Exercise prompt: Write out all the entries word for word and omit any pictures.

Position annotation records:
····················

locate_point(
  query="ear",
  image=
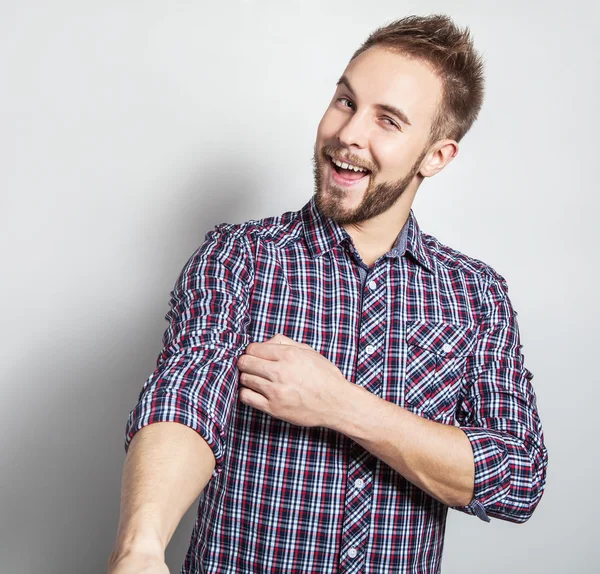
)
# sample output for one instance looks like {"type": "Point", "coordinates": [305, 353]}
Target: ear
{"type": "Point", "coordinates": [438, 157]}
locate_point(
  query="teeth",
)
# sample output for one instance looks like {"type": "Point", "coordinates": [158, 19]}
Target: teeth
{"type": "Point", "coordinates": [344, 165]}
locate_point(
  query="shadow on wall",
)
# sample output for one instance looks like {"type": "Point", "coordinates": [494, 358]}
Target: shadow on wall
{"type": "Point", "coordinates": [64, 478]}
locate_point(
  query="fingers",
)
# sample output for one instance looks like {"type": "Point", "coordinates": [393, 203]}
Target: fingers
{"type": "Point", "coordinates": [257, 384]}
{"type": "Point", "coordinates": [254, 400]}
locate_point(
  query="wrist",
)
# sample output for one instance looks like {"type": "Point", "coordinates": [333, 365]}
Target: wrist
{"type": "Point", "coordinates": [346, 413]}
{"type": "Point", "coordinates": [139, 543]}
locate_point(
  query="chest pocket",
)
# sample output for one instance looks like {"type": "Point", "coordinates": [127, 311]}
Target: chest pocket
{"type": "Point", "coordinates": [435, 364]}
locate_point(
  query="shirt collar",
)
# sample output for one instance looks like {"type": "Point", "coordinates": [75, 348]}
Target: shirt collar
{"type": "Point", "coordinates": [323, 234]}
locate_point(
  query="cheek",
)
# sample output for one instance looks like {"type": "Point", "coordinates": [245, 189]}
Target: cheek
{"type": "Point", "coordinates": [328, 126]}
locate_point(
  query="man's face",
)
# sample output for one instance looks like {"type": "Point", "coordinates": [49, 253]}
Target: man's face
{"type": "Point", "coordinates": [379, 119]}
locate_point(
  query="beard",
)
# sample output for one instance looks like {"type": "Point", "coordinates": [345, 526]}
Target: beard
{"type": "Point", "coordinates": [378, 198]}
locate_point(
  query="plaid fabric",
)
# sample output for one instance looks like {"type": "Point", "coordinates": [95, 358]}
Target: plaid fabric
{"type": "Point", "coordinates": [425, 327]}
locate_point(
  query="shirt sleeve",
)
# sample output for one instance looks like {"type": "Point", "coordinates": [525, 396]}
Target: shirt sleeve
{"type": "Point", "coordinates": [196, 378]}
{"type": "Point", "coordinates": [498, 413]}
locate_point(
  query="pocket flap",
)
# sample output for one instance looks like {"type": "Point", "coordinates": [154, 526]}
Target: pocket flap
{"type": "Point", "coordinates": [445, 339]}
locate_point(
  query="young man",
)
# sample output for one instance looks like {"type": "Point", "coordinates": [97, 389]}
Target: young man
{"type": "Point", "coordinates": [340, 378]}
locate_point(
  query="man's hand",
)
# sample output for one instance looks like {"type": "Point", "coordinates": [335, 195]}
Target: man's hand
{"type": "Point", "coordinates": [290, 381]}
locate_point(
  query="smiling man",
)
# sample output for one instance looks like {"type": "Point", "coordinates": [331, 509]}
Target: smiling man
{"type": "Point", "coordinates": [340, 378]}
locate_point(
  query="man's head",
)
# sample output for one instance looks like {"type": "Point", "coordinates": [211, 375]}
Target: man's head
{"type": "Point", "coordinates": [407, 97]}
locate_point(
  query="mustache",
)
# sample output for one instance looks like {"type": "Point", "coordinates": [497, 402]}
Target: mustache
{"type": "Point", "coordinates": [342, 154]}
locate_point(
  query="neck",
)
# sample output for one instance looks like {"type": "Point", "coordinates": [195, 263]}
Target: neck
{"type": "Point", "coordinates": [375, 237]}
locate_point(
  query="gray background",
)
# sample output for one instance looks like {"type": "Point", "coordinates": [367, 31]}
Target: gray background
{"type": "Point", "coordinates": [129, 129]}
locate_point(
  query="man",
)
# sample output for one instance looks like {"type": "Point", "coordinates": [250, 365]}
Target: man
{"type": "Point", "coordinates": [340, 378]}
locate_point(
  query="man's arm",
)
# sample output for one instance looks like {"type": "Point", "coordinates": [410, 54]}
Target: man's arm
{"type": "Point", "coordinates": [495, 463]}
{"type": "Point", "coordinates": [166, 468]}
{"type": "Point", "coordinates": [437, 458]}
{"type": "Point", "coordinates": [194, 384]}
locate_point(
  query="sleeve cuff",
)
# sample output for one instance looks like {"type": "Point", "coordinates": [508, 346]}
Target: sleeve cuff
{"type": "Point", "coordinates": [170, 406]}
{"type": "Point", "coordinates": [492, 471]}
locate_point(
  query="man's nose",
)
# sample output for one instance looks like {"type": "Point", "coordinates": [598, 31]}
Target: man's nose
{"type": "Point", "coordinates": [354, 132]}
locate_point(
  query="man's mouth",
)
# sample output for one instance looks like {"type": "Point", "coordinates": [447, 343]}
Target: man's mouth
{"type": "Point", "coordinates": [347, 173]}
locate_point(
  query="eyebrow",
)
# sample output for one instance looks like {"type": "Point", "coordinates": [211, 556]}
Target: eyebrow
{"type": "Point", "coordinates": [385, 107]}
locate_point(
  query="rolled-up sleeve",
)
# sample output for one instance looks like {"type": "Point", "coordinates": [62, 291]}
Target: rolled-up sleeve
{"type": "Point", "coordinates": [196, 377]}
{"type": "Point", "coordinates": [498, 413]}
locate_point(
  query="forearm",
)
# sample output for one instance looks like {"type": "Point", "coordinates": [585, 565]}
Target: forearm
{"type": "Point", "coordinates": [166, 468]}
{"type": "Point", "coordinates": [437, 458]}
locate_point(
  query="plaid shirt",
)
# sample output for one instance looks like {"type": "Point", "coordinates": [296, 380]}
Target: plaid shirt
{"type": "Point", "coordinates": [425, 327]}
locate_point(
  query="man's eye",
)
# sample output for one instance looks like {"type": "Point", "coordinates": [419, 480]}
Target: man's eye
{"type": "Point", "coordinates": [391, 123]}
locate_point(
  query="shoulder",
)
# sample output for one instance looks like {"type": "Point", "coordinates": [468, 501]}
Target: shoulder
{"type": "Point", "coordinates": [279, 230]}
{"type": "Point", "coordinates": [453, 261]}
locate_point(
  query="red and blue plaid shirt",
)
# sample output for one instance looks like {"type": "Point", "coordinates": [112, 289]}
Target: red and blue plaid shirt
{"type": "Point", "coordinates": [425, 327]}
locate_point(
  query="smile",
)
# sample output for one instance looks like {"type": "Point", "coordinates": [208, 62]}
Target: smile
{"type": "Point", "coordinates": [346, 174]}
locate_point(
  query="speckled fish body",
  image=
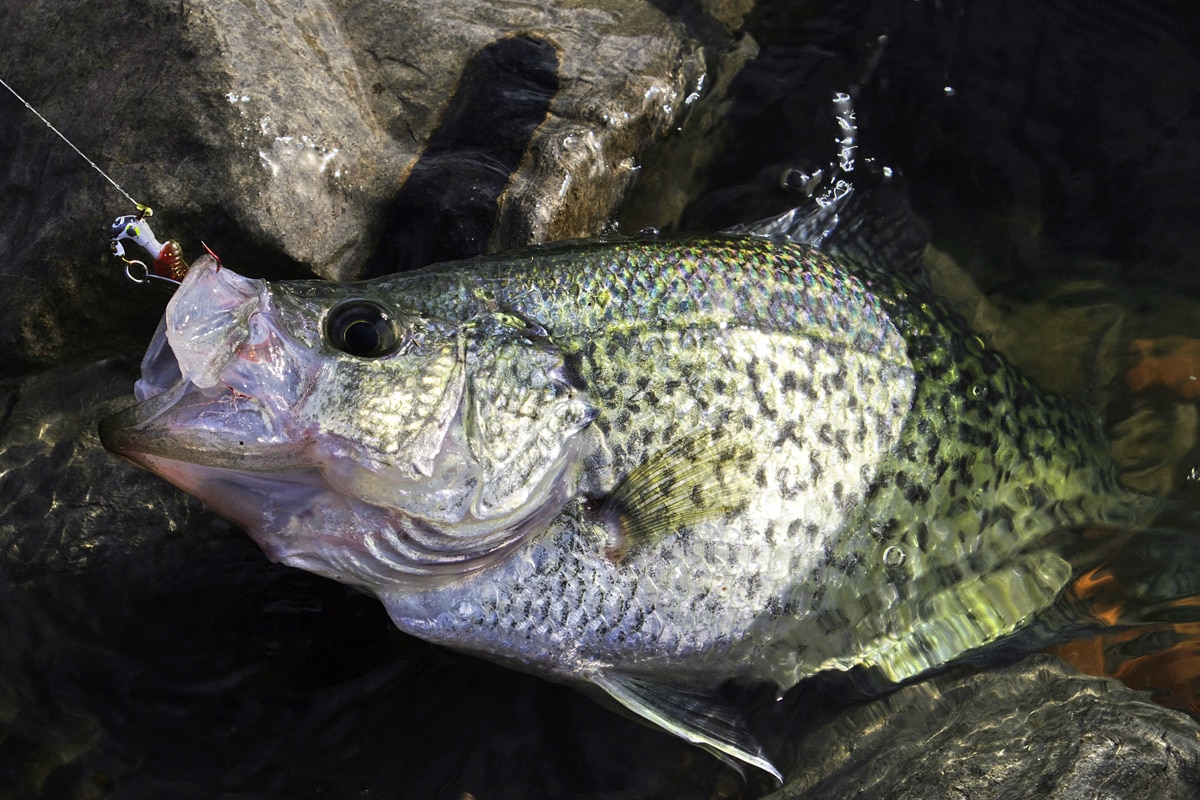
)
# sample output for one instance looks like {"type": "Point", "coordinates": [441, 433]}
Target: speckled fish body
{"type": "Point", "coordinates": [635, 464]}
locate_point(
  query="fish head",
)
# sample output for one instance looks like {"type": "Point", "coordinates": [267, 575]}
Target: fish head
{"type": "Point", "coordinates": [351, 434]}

····················

Reply to the task:
locate_point(
  query="ear",
  image=
)
# sample output for one instance looks like {"type": "Point", "coordinates": [305, 353]}
Target: ear
{"type": "Point", "coordinates": [438, 157]}
locate_point(
  query="teeth",
)
# sample output for one instance looks like {"type": "Point", "coordinates": [158, 19]}
Target: teeth
{"type": "Point", "coordinates": [344, 165]}
locate_point(
  query="shadow on wall",
)
# sample output for one instance looks like {"type": "Point", "coordinates": [494, 358]}
Target: shadow on wall
{"type": "Point", "coordinates": [64, 478]}
locate_point(
  query="fingers",
)
# sample output for one instance looks like {"type": "Point", "coordinates": [393, 203]}
Target: fingers
{"type": "Point", "coordinates": [257, 384]}
{"type": "Point", "coordinates": [254, 400]}
locate_point(
  query="wrist",
)
# sample output for one instance looks like {"type": "Point", "coordinates": [333, 365]}
Target: wrist
{"type": "Point", "coordinates": [346, 413]}
{"type": "Point", "coordinates": [139, 543]}
locate_point(
  query="chest pocket",
)
# sample output for one instance looks like {"type": "Point", "coordinates": [127, 311]}
Target: chest pocket
{"type": "Point", "coordinates": [435, 364]}
locate_point(
  query="shirt collar",
)
# sample output for one instance looks like {"type": "Point", "coordinates": [75, 348]}
Target: shirt collar
{"type": "Point", "coordinates": [323, 234]}
locate_point(
  query="cheek",
)
# sample output for one instance looks like {"type": "Point", "coordinates": [245, 189]}
Target: cheek
{"type": "Point", "coordinates": [328, 126]}
locate_point(
  query="man's face",
)
# sample output for one instance looks like {"type": "Point", "coordinates": [49, 253]}
Target: man's face
{"type": "Point", "coordinates": [379, 119]}
locate_point(
  query="beard",
)
# sample output for one instance looks like {"type": "Point", "coordinates": [345, 526]}
Target: beard
{"type": "Point", "coordinates": [378, 198]}
locate_point(
  query="plaid fabric",
)
# sample output for one instance looks like {"type": "Point", "coordinates": [95, 358]}
Target: plaid fabric
{"type": "Point", "coordinates": [425, 327]}
locate_point(
  query="shirt sleeve",
)
# sample output for one instance looks like {"type": "Point", "coordinates": [525, 396]}
Target: shirt sleeve
{"type": "Point", "coordinates": [196, 378]}
{"type": "Point", "coordinates": [498, 413]}
locate_point(
  query="pocket flap",
)
# sample output for one instance looks like {"type": "Point", "coordinates": [154, 526]}
Target: pocket flap
{"type": "Point", "coordinates": [445, 339]}
locate_point(
  query="young man",
)
# sample output for one instance looks like {"type": "Point", "coordinates": [97, 389]}
Target: young man
{"type": "Point", "coordinates": [340, 378]}
locate_point(
  query="man's hand",
)
# sample output for one instance looks like {"type": "Point", "coordinates": [335, 195]}
Target: man's hand
{"type": "Point", "coordinates": [290, 381]}
locate_point(
  query="smiling man",
)
# sample output for one instance looks like {"type": "Point", "coordinates": [331, 509]}
Target: smiling man
{"type": "Point", "coordinates": [340, 378]}
locate_point(
  query="man's head",
)
# sample output for one instance looks like {"type": "Point", "coordinates": [211, 375]}
Target: man's head
{"type": "Point", "coordinates": [407, 97]}
locate_point(
  query="mustache",
)
# sample output for one instance looks like {"type": "Point", "coordinates": [497, 402]}
Target: mustache
{"type": "Point", "coordinates": [342, 154]}
locate_point(
  query="neck",
)
# sample output for one instance looks like {"type": "Point", "coordinates": [195, 263]}
Target: neck
{"type": "Point", "coordinates": [375, 237]}
locate_point(
  query="gray background",
)
# sample output for one instance looks like {"type": "Point", "coordinates": [367, 31]}
Target: gray background
{"type": "Point", "coordinates": [129, 129]}
locate_point(
  query="man",
)
# sample output for one instance looks like {"type": "Point", "coordinates": [250, 365]}
Target: man
{"type": "Point", "coordinates": [340, 378]}
locate_point(
  query="man's arm",
)
# sample output for one instance looks like {"type": "Point", "coordinates": [410, 54]}
Target: man's arm
{"type": "Point", "coordinates": [495, 463]}
{"type": "Point", "coordinates": [166, 468]}
{"type": "Point", "coordinates": [437, 458]}
{"type": "Point", "coordinates": [194, 384]}
locate_point(
  query="sleeve cuff",
)
# sample output for one instance looks like {"type": "Point", "coordinates": [508, 346]}
Target: sleeve cuff
{"type": "Point", "coordinates": [170, 406]}
{"type": "Point", "coordinates": [492, 471]}
locate_point(
  query="man's nose",
)
# sample output for one instance looks like {"type": "Point", "coordinates": [598, 31]}
Target: man's nose
{"type": "Point", "coordinates": [354, 132]}
locate_point(
  query="man's mouth",
)
# sample output for one instance looks like {"type": "Point", "coordinates": [447, 343]}
Target: man's mouth
{"type": "Point", "coordinates": [347, 173]}
locate_point(
  query="eyebrow",
)
# sample output for one instance looks like {"type": "Point", "coordinates": [211, 556]}
Target: eyebrow
{"type": "Point", "coordinates": [385, 107]}
locate_point(
  query="rolled-up sleeve",
)
# sample output for one instance looks like {"type": "Point", "coordinates": [62, 291]}
Target: rolled-up sleeve
{"type": "Point", "coordinates": [196, 377]}
{"type": "Point", "coordinates": [498, 413]}
locate_point(
  query="forearm",
)
# sample output for one instance looks like {"type": "Point", "coordinates": [585, 565]}
Target: forearm
{"type": "Point", "coordinates": [166, 468]}
{"type": "Point", "coordinates": [437, 458]}
locate_point(
  query="plaid shirt",
)
# sample output for one instance looks like {"type": "Point", "coordinates": [296, 380]}
Target: plaid shirt
{"type": "Point", "coordinates": [425, 327]}
locate_point(
  query="man's eye",
)
# sample output for one instance looks like {"type": "Point", "coordinates": [419, 480]}
Target: man's eye
{"type": "Point", "coordinates": [391, 123]}
locate_point(
  query="shoulder",
)
# sample output for one instance looks like {"type": "Point", "coordinates": [468, 501]}
Target: shoulder
{"type": "Point", "coordinates": [279, 230]}
{"type": "Point", "coordinates": [453, 261]}
locate_point(
  query="red and blue plaid shirt",
)
# sample output for one instance looks like {"type": "Point", "coordinates": [112, 289]}
Target: red and blue plaid shirt
{"type": "Point", "coordinates": [425, 327]}
locate_point(
  query="smile",
)
# sample output for one instance looks like {"type": "Point", "coordinates": [208, 62]}
Target: smile
{"type": "Point", "coordinates": [346, 174]}
locate_point(
  query="speckled fish body",
  image=
)
# sample output for one instance looks like {"type": "Point", "coordinates": [441, 433]}
Target: speckled fish body
{"type": "Point", "coordinates": [635, 464]}
locate_point(
  query="fish head",
)
# sample output for one instance looks like {"type": "Point", "coordinates": [267, 575]}
Target: fish head
{"type": "Point", "coordinates": [351, 434]}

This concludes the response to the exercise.